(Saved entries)
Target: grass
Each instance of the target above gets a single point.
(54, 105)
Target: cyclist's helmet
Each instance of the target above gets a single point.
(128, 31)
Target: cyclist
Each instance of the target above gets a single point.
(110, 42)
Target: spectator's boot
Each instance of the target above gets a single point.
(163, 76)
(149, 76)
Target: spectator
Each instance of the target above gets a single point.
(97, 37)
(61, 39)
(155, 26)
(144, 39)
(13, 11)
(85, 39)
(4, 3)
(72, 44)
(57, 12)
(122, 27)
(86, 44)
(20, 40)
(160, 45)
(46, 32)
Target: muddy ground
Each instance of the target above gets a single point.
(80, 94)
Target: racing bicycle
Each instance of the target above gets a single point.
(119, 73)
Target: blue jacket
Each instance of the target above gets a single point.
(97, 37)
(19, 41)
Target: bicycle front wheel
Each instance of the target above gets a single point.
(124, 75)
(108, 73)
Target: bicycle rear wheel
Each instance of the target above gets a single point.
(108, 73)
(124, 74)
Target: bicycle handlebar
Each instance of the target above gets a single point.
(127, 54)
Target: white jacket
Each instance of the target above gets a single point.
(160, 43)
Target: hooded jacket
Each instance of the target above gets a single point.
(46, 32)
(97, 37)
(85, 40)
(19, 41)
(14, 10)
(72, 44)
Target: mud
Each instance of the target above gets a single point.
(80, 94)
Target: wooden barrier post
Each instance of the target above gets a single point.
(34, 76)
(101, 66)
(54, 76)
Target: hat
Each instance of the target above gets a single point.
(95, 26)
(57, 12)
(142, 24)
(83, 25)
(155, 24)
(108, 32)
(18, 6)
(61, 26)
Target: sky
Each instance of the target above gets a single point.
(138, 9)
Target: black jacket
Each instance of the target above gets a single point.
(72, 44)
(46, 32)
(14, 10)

• [Brief]:
The word "jacket" occurs in some lines of the data above; report how many such lines there are, with no other words.

• [Response to this exercise]:
4